## Provided material

• • • •

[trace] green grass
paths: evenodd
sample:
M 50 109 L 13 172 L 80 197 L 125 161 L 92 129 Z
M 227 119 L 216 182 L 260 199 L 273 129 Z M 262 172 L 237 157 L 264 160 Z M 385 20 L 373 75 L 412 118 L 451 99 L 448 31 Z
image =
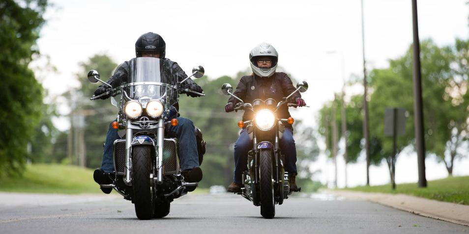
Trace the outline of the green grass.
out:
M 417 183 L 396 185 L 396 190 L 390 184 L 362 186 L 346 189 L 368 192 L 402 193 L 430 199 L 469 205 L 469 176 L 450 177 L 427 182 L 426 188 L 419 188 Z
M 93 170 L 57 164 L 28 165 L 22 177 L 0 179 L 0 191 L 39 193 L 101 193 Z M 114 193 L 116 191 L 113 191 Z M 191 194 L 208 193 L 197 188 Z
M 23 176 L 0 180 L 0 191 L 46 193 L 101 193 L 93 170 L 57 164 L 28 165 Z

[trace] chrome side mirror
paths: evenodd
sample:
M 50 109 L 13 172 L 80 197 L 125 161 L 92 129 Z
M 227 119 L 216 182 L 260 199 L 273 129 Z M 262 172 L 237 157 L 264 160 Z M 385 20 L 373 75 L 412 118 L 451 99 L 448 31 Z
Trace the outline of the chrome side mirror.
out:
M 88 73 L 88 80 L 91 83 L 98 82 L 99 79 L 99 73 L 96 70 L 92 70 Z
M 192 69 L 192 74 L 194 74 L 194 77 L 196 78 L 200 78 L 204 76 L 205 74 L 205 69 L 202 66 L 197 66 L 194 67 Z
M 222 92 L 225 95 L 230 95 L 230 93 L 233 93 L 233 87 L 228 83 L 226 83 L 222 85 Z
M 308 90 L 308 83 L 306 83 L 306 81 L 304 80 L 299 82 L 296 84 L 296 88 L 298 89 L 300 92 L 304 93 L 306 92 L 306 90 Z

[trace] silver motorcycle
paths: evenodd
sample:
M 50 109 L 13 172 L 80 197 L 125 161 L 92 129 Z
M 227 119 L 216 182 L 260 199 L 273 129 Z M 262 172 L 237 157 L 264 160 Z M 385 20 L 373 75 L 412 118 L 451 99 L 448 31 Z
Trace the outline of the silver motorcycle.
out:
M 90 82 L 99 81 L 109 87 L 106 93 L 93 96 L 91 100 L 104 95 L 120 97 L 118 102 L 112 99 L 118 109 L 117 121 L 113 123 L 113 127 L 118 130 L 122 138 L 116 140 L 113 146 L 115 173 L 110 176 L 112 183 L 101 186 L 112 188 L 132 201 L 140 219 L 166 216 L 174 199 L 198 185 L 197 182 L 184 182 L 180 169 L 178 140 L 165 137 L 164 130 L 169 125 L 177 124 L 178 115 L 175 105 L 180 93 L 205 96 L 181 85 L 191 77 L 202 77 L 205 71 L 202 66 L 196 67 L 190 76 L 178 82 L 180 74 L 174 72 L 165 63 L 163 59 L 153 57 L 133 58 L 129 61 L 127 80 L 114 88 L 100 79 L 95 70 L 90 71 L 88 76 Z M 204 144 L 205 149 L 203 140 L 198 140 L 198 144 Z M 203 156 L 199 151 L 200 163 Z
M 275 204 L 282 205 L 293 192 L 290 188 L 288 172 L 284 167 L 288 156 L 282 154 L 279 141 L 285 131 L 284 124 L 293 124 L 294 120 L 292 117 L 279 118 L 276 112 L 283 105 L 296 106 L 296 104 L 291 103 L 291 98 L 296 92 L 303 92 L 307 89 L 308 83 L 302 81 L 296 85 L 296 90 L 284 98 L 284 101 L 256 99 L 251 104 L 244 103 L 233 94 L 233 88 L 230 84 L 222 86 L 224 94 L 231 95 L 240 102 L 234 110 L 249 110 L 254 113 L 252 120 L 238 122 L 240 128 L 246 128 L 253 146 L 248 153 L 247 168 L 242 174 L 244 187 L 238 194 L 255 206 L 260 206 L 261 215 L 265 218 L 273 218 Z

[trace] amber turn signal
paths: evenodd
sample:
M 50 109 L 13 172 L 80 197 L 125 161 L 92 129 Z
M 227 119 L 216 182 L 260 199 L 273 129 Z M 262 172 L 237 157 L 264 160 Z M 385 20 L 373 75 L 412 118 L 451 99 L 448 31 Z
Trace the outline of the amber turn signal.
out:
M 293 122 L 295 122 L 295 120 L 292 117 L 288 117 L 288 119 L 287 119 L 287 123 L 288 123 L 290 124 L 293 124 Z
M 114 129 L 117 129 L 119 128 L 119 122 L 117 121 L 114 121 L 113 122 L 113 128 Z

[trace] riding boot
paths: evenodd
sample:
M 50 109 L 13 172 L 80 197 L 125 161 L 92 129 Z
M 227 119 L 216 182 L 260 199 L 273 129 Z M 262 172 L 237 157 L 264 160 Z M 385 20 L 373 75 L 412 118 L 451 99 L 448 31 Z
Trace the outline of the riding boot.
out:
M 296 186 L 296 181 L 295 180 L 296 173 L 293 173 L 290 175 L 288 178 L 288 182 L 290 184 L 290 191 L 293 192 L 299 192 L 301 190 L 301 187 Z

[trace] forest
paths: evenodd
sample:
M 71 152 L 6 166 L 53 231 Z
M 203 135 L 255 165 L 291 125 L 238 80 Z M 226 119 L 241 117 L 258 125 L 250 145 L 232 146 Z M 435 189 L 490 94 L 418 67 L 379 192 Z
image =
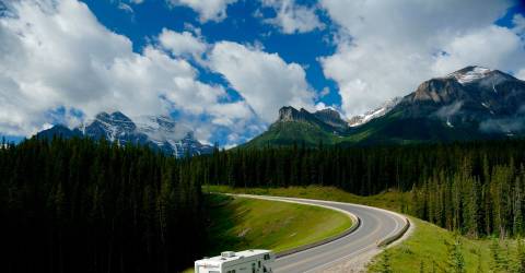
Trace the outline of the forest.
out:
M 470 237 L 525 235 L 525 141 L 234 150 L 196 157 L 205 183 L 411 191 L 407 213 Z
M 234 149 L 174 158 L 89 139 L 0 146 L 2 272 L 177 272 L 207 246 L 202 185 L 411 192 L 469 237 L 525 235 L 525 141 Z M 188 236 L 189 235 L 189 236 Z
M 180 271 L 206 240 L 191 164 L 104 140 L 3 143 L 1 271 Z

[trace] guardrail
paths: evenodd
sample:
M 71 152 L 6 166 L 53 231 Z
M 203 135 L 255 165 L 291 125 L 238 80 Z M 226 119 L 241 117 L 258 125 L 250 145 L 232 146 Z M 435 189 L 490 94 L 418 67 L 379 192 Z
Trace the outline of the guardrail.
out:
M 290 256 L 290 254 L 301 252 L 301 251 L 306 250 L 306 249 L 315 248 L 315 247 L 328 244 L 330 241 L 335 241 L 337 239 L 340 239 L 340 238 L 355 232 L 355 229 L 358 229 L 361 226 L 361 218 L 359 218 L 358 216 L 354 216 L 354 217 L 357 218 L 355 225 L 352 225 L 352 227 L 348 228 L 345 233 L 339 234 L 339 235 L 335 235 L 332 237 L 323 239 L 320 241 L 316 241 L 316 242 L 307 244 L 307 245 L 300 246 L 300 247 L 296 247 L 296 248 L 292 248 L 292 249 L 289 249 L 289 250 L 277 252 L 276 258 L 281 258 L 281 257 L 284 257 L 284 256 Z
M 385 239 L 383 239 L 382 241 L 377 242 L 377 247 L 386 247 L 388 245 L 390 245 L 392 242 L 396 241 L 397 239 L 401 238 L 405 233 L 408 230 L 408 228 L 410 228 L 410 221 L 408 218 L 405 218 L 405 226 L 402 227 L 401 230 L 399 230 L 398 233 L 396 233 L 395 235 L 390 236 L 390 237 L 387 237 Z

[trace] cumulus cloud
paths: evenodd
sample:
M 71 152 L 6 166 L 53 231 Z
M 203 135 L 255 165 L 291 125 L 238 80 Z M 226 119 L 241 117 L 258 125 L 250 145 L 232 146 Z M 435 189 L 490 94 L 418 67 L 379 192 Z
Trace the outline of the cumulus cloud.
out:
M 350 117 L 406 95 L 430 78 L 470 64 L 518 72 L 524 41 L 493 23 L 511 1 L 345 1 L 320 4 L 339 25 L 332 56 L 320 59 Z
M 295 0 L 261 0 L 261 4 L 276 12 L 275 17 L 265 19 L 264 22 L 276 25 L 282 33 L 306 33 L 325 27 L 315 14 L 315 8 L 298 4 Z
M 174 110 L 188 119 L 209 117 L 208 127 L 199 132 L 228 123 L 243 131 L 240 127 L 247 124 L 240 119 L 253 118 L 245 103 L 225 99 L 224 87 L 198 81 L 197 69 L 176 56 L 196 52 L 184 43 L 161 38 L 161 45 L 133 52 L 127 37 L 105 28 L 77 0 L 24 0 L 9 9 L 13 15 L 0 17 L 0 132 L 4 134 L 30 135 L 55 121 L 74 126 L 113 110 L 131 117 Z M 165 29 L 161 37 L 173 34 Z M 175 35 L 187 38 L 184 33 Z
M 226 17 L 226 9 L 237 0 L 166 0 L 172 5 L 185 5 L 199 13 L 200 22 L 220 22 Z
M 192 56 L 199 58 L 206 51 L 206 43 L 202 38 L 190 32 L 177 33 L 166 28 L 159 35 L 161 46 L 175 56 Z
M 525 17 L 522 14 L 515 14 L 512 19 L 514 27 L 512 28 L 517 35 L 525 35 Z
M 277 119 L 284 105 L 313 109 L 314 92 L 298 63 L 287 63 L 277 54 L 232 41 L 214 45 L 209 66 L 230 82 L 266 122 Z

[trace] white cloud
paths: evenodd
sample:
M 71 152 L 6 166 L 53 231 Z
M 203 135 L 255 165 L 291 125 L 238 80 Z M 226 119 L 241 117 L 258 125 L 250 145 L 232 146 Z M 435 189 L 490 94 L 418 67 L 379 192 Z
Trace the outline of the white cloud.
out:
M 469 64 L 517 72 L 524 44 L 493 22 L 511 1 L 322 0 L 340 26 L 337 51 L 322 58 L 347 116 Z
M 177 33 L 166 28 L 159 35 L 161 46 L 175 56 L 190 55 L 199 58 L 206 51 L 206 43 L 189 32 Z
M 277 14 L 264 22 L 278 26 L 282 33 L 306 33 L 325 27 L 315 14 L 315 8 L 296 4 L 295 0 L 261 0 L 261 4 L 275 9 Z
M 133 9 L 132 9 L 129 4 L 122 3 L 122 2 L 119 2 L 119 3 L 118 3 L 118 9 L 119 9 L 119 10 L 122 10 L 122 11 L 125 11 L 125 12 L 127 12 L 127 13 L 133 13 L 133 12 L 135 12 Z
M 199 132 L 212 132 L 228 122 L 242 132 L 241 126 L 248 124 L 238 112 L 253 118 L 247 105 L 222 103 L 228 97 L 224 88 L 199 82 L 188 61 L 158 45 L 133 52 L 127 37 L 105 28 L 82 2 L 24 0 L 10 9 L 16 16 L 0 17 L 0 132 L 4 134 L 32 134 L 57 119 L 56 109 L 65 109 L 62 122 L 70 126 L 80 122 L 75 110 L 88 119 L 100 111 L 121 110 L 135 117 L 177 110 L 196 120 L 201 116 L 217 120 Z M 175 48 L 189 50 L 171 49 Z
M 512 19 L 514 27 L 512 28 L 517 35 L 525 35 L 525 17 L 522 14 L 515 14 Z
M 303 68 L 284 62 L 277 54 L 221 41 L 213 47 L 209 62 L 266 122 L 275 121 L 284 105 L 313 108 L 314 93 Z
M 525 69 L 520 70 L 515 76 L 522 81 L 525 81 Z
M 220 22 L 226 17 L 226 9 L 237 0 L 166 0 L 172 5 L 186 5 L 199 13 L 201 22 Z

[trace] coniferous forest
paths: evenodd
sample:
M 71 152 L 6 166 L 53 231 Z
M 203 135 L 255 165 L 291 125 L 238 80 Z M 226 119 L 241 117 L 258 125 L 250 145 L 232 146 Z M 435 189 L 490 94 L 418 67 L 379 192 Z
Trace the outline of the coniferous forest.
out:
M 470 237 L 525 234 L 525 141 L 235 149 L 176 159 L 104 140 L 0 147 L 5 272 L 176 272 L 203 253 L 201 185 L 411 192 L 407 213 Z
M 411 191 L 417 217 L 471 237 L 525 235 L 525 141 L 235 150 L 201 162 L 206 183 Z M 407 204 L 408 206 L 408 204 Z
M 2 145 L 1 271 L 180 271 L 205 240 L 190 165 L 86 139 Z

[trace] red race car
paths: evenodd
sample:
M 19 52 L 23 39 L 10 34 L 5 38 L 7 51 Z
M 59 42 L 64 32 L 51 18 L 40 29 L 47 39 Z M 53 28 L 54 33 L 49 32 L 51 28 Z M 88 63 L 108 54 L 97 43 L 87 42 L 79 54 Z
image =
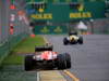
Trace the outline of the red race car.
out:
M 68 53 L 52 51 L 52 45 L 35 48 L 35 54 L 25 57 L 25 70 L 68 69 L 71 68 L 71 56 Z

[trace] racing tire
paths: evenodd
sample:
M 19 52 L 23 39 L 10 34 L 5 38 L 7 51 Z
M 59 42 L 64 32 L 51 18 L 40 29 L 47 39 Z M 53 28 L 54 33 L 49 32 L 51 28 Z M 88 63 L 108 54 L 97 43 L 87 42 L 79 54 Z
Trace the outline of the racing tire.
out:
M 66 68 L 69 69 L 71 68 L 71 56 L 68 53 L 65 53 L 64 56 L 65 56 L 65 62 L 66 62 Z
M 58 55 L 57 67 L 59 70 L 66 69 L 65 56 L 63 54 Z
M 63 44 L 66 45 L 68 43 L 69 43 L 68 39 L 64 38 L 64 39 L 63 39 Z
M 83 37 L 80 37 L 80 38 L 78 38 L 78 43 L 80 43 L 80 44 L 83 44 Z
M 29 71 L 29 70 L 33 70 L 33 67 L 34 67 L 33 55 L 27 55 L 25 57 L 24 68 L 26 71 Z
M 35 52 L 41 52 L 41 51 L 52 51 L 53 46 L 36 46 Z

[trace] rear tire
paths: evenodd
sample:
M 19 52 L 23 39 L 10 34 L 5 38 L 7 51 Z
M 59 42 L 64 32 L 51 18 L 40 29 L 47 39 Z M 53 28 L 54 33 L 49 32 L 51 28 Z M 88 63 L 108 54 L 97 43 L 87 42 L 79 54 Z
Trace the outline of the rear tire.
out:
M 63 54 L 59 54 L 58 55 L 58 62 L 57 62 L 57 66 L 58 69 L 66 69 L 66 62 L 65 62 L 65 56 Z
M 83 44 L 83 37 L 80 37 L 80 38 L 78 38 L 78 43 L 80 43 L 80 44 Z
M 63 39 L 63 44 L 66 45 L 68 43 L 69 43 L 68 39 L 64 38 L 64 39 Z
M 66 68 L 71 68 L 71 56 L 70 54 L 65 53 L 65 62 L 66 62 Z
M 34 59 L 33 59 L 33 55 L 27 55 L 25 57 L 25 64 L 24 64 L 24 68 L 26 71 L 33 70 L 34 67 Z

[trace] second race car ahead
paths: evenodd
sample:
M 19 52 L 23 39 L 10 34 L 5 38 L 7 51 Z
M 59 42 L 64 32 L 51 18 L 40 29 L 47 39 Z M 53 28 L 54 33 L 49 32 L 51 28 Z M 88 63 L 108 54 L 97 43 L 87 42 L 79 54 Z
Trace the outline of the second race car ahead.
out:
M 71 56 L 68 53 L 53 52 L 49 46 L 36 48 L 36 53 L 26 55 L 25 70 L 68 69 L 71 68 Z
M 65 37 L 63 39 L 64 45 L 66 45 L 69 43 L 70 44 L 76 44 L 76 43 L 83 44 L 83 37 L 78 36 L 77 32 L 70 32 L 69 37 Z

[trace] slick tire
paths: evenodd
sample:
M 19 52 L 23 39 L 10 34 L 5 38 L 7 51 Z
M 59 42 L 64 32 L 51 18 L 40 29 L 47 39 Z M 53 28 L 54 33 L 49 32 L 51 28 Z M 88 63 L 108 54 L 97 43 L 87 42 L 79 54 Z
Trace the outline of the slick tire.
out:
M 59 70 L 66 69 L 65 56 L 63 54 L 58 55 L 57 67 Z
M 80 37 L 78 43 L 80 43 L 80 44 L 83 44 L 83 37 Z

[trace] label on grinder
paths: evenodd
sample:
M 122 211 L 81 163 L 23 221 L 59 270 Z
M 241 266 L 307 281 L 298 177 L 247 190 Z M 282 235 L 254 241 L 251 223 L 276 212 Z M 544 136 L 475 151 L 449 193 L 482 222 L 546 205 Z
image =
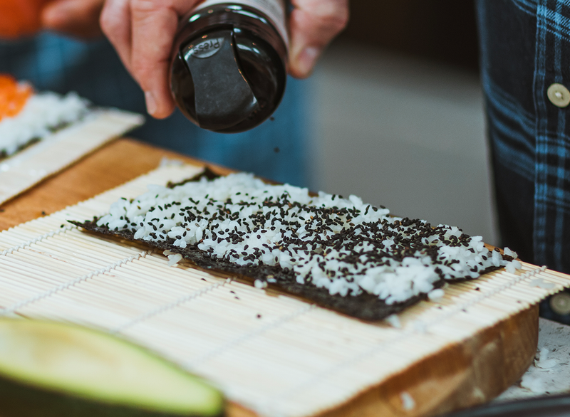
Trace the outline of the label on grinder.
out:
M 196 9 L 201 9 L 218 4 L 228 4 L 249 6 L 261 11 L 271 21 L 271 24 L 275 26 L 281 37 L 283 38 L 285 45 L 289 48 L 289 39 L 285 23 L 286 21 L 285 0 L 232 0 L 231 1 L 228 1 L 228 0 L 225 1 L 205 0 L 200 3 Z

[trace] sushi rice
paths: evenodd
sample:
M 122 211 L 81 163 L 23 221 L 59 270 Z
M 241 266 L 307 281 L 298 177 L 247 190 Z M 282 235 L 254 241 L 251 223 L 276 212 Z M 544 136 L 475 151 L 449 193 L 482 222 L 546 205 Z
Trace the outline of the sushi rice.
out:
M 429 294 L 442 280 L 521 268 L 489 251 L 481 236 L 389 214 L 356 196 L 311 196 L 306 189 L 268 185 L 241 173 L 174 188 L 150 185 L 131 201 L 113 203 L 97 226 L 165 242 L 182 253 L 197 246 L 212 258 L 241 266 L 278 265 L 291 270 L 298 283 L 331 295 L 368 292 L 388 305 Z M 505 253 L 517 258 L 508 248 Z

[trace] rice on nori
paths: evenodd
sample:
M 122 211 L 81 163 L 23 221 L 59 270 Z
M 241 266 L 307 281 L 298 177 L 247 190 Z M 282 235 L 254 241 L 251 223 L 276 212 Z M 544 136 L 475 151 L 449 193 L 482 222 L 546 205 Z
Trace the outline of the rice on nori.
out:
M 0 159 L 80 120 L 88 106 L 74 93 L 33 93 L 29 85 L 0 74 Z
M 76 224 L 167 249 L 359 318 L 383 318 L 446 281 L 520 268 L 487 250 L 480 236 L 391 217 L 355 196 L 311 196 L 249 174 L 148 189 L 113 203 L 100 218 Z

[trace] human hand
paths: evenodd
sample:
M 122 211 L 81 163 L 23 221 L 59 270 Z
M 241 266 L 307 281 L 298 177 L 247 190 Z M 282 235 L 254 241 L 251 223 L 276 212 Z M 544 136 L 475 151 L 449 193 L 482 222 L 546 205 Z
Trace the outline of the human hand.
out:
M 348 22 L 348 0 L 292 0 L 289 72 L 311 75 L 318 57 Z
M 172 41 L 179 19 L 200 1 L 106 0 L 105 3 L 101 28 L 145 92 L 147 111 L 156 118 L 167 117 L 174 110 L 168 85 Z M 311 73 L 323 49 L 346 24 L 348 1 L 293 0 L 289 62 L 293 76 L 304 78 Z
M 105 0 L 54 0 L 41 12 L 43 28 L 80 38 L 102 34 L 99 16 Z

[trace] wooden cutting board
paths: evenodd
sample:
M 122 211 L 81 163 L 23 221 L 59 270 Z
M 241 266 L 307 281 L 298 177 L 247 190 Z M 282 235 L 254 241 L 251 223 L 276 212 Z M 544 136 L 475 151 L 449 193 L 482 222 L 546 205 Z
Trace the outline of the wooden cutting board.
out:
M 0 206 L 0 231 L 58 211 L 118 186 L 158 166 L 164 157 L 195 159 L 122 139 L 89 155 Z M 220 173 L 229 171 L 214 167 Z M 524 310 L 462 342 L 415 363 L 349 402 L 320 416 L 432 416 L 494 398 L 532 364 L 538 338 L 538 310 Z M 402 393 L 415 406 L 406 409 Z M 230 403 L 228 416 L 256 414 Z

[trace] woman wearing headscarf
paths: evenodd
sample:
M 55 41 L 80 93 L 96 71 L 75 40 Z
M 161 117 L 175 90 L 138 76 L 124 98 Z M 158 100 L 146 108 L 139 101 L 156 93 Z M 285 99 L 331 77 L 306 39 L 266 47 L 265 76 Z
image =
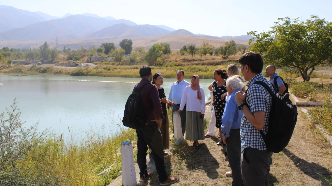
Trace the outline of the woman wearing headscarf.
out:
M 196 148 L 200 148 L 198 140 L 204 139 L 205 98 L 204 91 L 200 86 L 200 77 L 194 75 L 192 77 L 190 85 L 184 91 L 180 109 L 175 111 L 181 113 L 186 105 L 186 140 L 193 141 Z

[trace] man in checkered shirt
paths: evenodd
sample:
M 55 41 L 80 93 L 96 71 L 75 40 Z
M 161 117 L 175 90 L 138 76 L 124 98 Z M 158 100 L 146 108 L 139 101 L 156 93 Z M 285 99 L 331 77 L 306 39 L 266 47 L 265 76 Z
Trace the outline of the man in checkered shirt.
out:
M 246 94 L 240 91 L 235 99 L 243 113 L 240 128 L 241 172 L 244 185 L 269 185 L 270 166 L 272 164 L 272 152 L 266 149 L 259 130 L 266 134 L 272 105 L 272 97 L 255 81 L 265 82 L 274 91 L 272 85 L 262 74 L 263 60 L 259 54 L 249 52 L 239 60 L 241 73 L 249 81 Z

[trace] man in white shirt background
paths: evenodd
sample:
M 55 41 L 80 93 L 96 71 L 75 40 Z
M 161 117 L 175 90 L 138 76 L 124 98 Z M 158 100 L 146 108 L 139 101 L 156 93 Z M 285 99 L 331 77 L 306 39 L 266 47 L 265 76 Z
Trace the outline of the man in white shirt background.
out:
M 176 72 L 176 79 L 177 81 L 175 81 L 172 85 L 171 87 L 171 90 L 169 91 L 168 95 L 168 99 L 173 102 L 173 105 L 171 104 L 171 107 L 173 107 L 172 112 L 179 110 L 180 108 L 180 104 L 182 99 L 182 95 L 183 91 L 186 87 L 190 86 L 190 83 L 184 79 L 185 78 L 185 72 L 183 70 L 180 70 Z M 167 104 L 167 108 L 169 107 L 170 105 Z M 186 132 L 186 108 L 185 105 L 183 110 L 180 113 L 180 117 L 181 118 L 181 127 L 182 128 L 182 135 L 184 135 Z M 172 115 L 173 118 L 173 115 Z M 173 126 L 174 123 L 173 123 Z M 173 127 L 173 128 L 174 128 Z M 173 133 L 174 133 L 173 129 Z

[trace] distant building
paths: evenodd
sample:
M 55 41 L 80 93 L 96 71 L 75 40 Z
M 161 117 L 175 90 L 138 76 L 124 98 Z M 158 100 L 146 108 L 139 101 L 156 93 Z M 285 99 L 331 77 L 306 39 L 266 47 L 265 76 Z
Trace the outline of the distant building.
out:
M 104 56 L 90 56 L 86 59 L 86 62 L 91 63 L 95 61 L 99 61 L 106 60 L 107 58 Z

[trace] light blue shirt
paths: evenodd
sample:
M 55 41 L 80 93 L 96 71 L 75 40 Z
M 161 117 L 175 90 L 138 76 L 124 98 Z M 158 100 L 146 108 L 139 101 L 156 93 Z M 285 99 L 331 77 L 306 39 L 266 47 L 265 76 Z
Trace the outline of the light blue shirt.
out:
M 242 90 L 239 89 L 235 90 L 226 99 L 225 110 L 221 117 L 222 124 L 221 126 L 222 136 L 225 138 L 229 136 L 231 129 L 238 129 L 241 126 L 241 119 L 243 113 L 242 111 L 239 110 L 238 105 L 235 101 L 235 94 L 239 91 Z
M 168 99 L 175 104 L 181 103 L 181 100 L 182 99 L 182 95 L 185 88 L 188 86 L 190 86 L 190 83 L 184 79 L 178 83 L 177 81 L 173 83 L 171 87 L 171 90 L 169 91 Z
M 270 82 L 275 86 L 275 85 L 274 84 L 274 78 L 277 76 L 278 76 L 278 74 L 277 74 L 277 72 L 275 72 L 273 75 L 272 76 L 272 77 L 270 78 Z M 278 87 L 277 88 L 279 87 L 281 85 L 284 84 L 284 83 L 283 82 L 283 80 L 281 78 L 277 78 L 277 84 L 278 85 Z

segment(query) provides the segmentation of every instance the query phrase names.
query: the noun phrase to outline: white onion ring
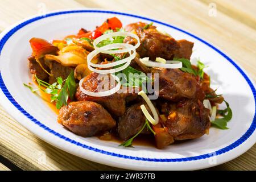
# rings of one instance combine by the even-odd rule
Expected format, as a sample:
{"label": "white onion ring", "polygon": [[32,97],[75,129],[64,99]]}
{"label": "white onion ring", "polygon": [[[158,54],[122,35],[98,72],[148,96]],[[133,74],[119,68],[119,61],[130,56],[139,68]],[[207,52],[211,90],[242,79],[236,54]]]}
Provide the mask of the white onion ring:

• • • •

## Given exercise
Rewrite the data from the line with "[trace] coniferous forest" to the line with "M 68 53 L 52", swapping "red race car" for "blue race car" and keeping everything else the same. Omit the pictures.

## Result of the task
[trace] coniferous forest
paths: evenodd
sample:
M 71 152 L 6 166 L 53 231 Z
M 203 135 L 255 165 L 291 125 L 238 80 Z M 226 119 L 241 117 L 258 125 L 250 145 L 232 146 Z M 435 189 L 490 94 L 418 67 L 379 192 Z
Trace the outline of the coniferous forest.
out:
M 470 237 L 525 234 L 525 141 L 235 149 L 176 159 L 104 140 L 0 147 L 5 272 L 176 272 L 203 253 L 201 185 L 411 192 L 407 213 Z
M 411 191 L 417 217 L 471 237 L 525 235 L 525 141 L 235 150 L 201 162 L 206 183 Z M 407 204 L 408 206 L 408 204 Z
M 2 145 L 1 271 L 180 271 L 205 240 L 190 165 L 86 139 Z

[trace] blue race car
paths: evenodd
sample:
M 19 52 L 23 39 L 10 34 L 5 38 L 7 51 Z
M 59 42 L 64 32 L 51 18 L 40 29 L 47 39 Z M 53 28 L 54 33 L 49 32 L 51 28 Z M 88 63 L 108 54 L 97 43 L 87 42 L 79 54 Z
image =
Trace the outline of the blue race car.
out:
M 68 53 L 52 51 L 52 45 L 35 48 L 35 54 L 25 57 L 25 70 L 68 69 L 71 68 L 71 56 Z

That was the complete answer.